Your goal — Every line of the material is to be set down exactly as written.

□ □ □ □

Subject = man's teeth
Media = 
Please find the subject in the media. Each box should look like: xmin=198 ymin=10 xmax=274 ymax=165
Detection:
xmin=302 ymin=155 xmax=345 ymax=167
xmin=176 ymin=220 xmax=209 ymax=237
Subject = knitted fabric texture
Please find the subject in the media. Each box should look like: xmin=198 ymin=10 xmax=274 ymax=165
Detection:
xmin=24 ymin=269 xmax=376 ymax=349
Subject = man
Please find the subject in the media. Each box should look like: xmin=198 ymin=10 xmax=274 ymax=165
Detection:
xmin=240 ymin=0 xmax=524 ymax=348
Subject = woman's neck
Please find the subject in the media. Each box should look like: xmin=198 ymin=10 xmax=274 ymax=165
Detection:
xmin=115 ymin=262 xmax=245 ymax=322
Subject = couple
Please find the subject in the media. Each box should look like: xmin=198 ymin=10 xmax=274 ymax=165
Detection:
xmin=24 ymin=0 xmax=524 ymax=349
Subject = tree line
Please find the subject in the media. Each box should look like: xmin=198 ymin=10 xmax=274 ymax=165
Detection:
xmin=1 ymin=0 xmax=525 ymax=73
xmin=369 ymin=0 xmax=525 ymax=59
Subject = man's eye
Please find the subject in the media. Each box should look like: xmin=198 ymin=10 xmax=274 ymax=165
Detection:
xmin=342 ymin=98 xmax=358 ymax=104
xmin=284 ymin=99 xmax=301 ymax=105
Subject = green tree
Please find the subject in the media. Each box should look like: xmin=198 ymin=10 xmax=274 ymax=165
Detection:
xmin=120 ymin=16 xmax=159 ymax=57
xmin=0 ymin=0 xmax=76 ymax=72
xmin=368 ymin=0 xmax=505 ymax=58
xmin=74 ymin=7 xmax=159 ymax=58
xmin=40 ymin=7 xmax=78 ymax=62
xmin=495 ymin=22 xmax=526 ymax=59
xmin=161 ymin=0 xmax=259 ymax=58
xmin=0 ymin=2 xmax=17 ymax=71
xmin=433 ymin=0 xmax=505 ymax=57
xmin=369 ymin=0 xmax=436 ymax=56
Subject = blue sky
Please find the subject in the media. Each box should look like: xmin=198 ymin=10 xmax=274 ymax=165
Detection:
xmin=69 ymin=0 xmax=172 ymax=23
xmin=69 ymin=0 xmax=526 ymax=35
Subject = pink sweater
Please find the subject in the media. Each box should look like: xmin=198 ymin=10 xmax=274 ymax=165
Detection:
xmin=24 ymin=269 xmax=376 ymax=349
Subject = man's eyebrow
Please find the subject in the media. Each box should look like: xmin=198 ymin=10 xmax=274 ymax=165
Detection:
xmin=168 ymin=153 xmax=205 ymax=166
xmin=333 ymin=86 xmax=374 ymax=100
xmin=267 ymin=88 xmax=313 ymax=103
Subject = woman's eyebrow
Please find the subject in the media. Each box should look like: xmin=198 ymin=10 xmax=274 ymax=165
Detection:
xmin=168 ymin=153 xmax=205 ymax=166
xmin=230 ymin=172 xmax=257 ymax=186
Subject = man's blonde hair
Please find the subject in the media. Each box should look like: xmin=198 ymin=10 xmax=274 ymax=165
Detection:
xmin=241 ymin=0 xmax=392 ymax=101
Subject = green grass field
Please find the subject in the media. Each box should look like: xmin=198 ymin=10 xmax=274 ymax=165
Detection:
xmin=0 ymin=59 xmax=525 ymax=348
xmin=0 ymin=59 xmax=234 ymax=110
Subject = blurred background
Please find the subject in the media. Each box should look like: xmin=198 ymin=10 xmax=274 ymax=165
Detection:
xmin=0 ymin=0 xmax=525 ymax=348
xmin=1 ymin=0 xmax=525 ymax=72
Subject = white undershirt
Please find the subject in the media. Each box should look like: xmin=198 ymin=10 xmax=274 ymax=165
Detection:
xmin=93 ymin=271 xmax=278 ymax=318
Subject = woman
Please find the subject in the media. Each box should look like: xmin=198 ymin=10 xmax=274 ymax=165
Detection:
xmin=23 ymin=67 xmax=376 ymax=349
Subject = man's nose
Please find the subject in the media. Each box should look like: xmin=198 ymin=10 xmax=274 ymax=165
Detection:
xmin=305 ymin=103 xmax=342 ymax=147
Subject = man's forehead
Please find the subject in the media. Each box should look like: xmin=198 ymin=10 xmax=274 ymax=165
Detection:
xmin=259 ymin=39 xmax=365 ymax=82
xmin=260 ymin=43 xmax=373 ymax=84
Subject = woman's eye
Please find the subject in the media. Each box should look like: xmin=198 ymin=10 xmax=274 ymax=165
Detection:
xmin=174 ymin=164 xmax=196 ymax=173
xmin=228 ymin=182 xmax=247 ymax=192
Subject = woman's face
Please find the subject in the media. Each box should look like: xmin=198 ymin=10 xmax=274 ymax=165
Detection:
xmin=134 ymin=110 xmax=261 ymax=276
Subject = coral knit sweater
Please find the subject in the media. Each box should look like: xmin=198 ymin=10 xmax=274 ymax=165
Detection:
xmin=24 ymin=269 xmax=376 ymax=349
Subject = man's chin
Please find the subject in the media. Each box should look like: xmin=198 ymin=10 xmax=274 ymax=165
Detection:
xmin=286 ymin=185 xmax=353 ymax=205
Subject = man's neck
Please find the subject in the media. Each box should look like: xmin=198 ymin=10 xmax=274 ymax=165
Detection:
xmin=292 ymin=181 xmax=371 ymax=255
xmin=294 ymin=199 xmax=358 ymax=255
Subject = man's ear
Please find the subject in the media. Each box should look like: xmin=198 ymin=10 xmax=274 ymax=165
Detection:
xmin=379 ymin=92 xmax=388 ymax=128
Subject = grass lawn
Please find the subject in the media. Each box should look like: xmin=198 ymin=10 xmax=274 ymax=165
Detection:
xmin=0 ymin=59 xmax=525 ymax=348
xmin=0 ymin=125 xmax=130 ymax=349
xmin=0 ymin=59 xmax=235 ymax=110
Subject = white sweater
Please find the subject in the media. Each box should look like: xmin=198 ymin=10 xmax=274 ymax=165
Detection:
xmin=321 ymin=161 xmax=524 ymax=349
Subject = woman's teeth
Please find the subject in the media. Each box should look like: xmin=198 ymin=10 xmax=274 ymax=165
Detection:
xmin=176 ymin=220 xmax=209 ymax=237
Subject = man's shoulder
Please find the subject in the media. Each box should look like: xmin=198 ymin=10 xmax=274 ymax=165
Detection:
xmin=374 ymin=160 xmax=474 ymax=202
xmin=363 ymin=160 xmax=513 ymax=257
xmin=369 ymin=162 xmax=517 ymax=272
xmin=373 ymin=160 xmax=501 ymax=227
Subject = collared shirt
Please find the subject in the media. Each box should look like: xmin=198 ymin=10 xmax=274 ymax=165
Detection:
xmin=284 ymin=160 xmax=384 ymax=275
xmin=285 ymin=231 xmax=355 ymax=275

□ □ □ □

Completed exercise —
Subject = man's teeth
Media = 
Please find the subject in the media. Each box should look like: xmin=198 ymin=10 xmax=274 ymax=165
Detection:
xmin=302 ymin=155 xmax=345 ymax=167
xmin=176 ymin=220 xmax=209 ymax=237
Subject = knitted fabric texture
Please find the subject in the media. Each box should look like: xmin=198 ymin=10 xmax=274 ymax=165
Detection:
xmin=24 ymin=269 xmax=376 ymax=349
Subject = man
Please find the subject in the media. Each box should look like: xmin=198 ymin=10 xmax=274 ymax=165
Detection:
xmin=240 ymin=0 xmax=524 ymax=348
Subject = woman's neck
Please find the subject in the media. Each box should look like: xmin=198 ymin=10 xmax=274 ymax=165
Detection:
xmin=115 ymin=262 xmax=245 ymax=322
Subject = couple
Please find the subject in the media. Each box should look like: xmin=198 ymin=10 xmax=274 ymax=165
Detection:
xmin=24 ymin=0 xmax=524 ymax=349
Subject = tree line
Please find the subject in the media. Each box should look like: xmin=198 ymin=10 xmax=274 ymax=165
Detection:
xmin=1 ymin=0 xmax=525 ymax=73
xmin=369 ymin=0 xmax=525 ymax=59
Subject = man's eye
Please find the subject in the media. Each box should look like: xmin=198 ymin=10 xmax=274 ymax=165
Detection:
xmin=342 ymin=98 xmax=358 ymax=104
xmin=284 ymin=99 xmax=301 ymax=105
Subject = green tree
Please find the subject in the media. Each box should look like: xmin=198 ymin=10 xmax=274 ymax=165
Detection:
xmin=120 ymin=16 xmax=159 ymax=57
xmin=0 ymin=0 xmax=76 ymax=72
xmin=368 ymin=0 xmax=505 ymax=58
xmin=74 ymin=7 xmax=159 ymax=58
xmin=40 ymin=7 xmax=78 ymax=62
xmin=495 ymin=22 xmax=526 ymax=59
xmin=161 ymin=0 xmax=259 ymax=58
xmin=0 ymin=2 xmax=17 ymax=71
xmin=433 ymin=0 xmax=505 ymax=57
xmin=369 ymin=0 xmax=436 ymax=56
Subject = blue sky
Please find the subject in the media. Each box should look like: xmin=198 ymin=10 xmax=274 ymax=165
Detection:
xmin=69 ymin=0 xmax=172 ymax=23
xmin=69 ymin=0 xmax=526 ymax=35
Subject = pink sweater
Please find the subject in the media. Each box should look like: xmin=198 ymin=10 xmax=274 ymax=165
Detection:
xmin=24 ymin=269 xmax=376 ymax=349
Subject = man's eyebrow
Please find the subject in the media. Each box should look like: xmin=198 ymin=10 xmax=274 ymax=165
Detection:
xmin=168 ymin=153 xmax=205 ymax=166
xmin=333 ymin=86 xmax=374 ymax=100
xmin=267 ymin=88 xmax=313 ymax=103
Subject = woman's eyebrow
Please find the subject in the media. Each box should look like: xmin=198 ymin=10 xmax=274 ymax=165
Detection:
xmin=168 ymin=153 xmax=205 ymax=166
xmin=230 ymin=172 xmax=257 ymax=186
Subject = man's blonde hair
Please find the subject in the media. Each box should look like: xmin=198 ymin=10 xmax=274 ymax=165
Detection:
xmin=241 ymin=0 xmax=392 ymax=101
Subject = green grass field
Please find the subject in the media. Each box should look like: xmin=198 ymin=10 xmax=274 ymax=165
Detection:
xmin=0 ymin=59 xmax=525 ymax=348
xmin=0 ymin=59 xmax=234 ymax=110
Subject = blurred background
Please find the subject in the media. Each box should look like: xmin=198 ymin=10 xmax=274 ymax=165
Detection:
xmin=0 ymin=0 xmax=525 ymax=348
xmin=1 ymin=0 xmax=525 ymax=72
Subject = white undershirt
Please find the subject in the media. Each box should look like: xmin=198 ymin=10 xmax=274 ymax=165
Detection:
xmin=93 ymin=271 xmax=278 ymax=318
Subject = woman
Please find the subject in the media. Each box should look like: xmin=198 ymin=10 xmax=274 ymax=165
Detection:
xmin=23 ymin=67 xmax=376 ymax=349
Subject = man's nose
Please find the subject in the media. Each box should look like: xmin=198 ymin=10 xmax=274 ymax=165
Detection:
xmin=305 ymin=103 xmax=342 ymax=147
Subject = man's forehead
Please find the subject in the media. Each box should look like: xmin=198 ymin=10 xmax=274 ymax=165
Detection:
xmin=259 ymin=39 xmax=365 ymax=82
xmin=260 ymin=43 xmax=373 ymax=84
Subject = woman's eye
Please find the subject in the media. Each box should look like: xmin=198 ymin=10 xmax=274 ymax=165
Detection:
xmin=174 ymin=164 xmax=196 ymax=173
xmin=228 ymin=182 xmax=247 ymax=192
Subject = woman's face
Please find the subject in the media. Each box should look like: xmin=198 ymin=10 xmax=274 ymax=165
Detection:
xmin=134 ymin=110 xmax=261 ymax=276
Subject = coral knit sweater
Please find the subject in the media. Each box should look like: xmin=198 ymin=10 xmax=274 ymax=165
Detection:
xmin=24 ymin=269 xmax=376 ymax=349
Subject = man's chin
Please find the subject in the media. Each box should look like: xmin=198 ymin=10 xmax=274 ymax=165
Detection:
xmin=286 ymin=185 xmax=353 ymax=205
Subject = man's neck
Please find the subject in the media. Each box should look like: xmin=198 ymin=10 xmax=274 ymax=165
Detection:
xmin=292 ymin=181 xmax=371 ymax=255
xmin=294 ymin=199 xmax=358 ymax=255
Subject = man's ear
Please find the subject in the media. Each box should look like: xmin=198 ymin=10 xmax=274 ymax=165
Detection:
xmin=379 ymin=92 xmax=388 ymax=128
Subject = grass lawn
Please find the subject in the media. Each box should look like: xmin=198 ymin=10 xmax=274 ymax=165
Detection:
xmin=0 ymin=59 xmax=525 ymax=348
xmin=0 ymin=125 xmax=130 ymax=349
xmin=0 ymin=59 xmax=235 ymax=110
Subject = white sweater
Please find the subject in the media. Each box should look like: xmin=198 ymin=10 xmax=274 ymax=165
Detection:
xmin=321 ymin=161 xmax=524 ymax=349
Subject = woman's teeth
Please find the subject in the media. Each box should look like: xmin=198 ymin=10 xmax=274 ymax=165
Detection:
xmin=176 ymin=220 xmax=209 ymax=237
Subject = man's shoulder
Please find the subject in the media. Each box should look like: xmin=198 ymin=10 xmax=274 ymax=165
Detection:
xmin=374 ymin=160 xmax=474 ymax=202
xmin=363 ymin=160 xmax=513 ymax=257
xmin=369 ymin=162 xmax=517 ymax=272
xmin=373 ymin=160 xmax=501 ymax=227
Subject = collared shirt
Please find the subject in the media. Each box should look like: xmin=198 ymin=10 xmax=274 ymax=165
Detection:
xmin=284 ymin=160 xmax=384 ymax=275
xmin=285 ymin=231 xmax=355 ymax=275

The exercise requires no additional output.